_TEXT SECTION_
= Beginning of Section =
World Tuberculosis Day is commemorated annually on March 24 to raise public awareness about the devastating health, social and economic consequences of TB, and to step up efforts to end the global TB epidemic.

A close up of a culture of Mycobacterium tuberculosis. Wikipedia

The lung disease tuberculosis was the scourge of the 18th and 19th centuries in the West wiping out thousands every year. By the middle of the 19th century it was responsible for one in seven of all European deaths. The cause was unknown until on March 24, 1882 German doctor Robert Koch discovered the bacterium causing it.

Eight years later Koch prematurely announced he had developed tuberculin, a cure for tuberculosis. Though it proved ineffective as a vaccine against the disease it did work as a way of finding out whether a patient had experienced tuberculosis.
= End of Section =
_EXERCISE DESCRIPTION_
Continue the text on tuberculosis from its final sentence.

Records from a data source:
= Beginning of Section =
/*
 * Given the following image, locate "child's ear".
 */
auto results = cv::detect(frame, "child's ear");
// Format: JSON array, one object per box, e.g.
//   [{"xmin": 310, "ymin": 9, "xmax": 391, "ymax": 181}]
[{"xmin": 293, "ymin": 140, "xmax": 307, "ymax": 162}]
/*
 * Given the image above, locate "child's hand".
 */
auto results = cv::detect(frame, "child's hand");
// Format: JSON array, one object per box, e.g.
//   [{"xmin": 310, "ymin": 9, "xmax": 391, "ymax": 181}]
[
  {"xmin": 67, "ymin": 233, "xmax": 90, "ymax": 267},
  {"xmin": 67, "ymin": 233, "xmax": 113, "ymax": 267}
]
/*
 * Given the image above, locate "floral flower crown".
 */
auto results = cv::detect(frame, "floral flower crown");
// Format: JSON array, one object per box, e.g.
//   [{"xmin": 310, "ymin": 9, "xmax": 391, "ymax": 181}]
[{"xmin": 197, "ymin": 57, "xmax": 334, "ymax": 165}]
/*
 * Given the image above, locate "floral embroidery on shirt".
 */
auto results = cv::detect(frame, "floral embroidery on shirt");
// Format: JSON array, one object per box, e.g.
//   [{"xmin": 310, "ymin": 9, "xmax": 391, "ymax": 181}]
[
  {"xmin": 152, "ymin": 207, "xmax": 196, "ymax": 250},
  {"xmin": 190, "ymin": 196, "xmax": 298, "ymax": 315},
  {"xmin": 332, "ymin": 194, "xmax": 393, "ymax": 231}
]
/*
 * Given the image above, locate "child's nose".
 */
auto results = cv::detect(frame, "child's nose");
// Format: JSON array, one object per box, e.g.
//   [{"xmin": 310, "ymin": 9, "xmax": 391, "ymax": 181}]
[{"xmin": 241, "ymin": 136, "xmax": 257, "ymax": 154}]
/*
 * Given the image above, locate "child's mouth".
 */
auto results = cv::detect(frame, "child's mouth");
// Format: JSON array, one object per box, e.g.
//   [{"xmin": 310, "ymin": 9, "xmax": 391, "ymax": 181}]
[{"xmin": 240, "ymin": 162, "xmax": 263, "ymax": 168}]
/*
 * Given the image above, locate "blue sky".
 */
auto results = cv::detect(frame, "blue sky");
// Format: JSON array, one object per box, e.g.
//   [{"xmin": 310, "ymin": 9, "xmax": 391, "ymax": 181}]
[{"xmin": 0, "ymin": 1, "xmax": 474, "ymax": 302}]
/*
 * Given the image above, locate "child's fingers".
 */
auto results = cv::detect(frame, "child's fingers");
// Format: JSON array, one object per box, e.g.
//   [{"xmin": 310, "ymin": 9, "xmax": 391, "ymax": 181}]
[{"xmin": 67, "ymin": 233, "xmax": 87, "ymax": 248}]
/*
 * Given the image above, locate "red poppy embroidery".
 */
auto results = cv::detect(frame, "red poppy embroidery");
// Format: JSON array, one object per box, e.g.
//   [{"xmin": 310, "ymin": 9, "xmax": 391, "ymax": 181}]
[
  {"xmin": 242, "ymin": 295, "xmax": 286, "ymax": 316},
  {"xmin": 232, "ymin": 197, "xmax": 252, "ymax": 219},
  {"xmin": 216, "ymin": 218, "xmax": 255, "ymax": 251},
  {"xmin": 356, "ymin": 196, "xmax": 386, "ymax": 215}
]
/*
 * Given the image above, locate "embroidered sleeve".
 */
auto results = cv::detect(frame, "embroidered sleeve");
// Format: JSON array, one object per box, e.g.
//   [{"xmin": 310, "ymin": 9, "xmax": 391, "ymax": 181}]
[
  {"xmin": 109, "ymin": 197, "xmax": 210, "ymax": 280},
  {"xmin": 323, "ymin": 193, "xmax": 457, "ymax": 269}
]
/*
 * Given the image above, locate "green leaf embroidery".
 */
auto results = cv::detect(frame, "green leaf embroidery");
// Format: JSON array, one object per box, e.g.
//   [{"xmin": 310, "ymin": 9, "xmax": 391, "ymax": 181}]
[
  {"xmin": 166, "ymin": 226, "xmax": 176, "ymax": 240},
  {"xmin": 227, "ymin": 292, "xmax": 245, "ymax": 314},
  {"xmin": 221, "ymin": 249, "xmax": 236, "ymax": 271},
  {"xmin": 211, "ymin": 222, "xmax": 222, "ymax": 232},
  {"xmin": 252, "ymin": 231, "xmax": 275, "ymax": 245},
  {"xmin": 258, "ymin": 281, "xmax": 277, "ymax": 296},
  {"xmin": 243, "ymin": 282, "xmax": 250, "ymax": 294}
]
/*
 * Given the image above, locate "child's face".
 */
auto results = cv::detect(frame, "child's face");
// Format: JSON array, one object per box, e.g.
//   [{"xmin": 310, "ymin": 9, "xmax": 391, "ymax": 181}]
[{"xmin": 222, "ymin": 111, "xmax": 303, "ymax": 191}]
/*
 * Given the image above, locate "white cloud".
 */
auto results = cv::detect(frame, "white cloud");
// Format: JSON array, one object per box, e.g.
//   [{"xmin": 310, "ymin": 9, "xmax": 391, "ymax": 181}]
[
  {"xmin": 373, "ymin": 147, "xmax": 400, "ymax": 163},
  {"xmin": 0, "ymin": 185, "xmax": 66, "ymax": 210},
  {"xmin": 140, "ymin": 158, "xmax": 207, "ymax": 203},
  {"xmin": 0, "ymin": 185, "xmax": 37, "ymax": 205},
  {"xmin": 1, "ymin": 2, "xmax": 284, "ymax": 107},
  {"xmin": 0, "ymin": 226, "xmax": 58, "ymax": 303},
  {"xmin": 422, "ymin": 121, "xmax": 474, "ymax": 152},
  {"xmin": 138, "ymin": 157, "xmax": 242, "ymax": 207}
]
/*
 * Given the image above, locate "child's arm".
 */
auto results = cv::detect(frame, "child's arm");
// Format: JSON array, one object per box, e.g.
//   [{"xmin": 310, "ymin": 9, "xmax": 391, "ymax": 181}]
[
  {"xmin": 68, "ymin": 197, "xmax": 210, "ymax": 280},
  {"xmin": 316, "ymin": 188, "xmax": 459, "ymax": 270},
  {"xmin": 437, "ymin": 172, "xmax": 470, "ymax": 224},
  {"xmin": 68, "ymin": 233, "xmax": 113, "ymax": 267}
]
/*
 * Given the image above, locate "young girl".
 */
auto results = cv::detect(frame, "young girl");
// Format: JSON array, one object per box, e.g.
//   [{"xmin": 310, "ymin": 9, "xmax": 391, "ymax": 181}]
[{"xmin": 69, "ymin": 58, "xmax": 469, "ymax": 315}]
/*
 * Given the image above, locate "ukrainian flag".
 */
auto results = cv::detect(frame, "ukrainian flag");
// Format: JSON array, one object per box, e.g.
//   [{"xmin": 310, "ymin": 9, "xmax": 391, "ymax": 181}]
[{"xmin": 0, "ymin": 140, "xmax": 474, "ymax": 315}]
= End of Section =
_ANSWER TO THIS EXERCISE_
The Bacillus Calmette–Guerin vaccine against tuberculous is based on a bovine strain of the bacterium. It was developed by Albert Calmette and Camille Guerin in the 1910s and first used on humans in 1921. Today, in countries where tuberculosis is common, one dose of BCG is recommended in healthy babies as close to the time of birth as possible.

The organism that usually causes tuberculosis, Mycobacterium tuberculosis, can travel through the air and spread from one person to the next. This happens when infected people cough, speak, sneeze, or spit.

In 2012, 8.6 million people fell ill with TB, and 1.3 million died from the disease, mostly in low and middle-income countries.